◆ RECORDS SHOWN:

* * *

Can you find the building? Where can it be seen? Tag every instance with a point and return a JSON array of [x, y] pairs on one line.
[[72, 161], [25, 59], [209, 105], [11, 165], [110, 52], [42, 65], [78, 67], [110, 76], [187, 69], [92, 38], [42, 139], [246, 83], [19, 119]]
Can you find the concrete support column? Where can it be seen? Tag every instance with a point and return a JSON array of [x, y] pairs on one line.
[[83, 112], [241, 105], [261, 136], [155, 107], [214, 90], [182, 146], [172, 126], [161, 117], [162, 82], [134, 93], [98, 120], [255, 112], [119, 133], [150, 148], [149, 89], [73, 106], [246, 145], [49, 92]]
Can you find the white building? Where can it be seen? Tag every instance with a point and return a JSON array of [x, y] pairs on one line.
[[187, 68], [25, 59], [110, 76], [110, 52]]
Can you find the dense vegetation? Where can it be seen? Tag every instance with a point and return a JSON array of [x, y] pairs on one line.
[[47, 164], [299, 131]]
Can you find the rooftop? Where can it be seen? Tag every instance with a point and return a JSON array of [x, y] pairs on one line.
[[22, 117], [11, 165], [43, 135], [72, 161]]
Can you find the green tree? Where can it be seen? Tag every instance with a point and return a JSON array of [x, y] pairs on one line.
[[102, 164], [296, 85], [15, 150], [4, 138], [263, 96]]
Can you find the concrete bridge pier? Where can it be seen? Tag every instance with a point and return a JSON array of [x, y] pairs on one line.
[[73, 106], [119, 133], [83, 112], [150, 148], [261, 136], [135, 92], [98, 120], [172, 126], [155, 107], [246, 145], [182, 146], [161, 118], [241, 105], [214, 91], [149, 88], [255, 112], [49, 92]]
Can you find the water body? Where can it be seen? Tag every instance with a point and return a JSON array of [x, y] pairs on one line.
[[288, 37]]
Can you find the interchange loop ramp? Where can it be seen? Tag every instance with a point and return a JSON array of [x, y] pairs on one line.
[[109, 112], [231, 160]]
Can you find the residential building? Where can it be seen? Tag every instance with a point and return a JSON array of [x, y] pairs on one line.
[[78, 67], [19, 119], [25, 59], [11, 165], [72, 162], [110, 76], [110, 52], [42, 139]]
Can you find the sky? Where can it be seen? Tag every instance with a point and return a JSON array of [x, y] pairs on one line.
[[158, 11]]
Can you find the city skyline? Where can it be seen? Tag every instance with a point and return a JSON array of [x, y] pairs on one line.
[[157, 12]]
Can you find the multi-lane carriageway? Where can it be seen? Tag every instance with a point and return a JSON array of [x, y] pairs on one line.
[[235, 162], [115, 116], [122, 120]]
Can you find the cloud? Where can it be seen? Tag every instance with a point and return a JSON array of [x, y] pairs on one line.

* * *

◆ EXERCISE PROMPT: Format the lines starting at the one containing "Can you find the green" and ending at the one containing "[[102, 164], [296, 85], [15, 150], [4, 138], [263, 96]]" as a Markdown table with the columns Row and Line, omitting any blank lines.

◆ EXERCISE RESULT:
| Row | Line |
|---|---|
| 1 | Can you find the green tree? Where can it be seen? Tag every instance with a point and return a JSON array of [x, y] pairs on one line. |
| 2 | [[102, 164], [296, 85], [15, 150], [4, 138], [263, 96]] |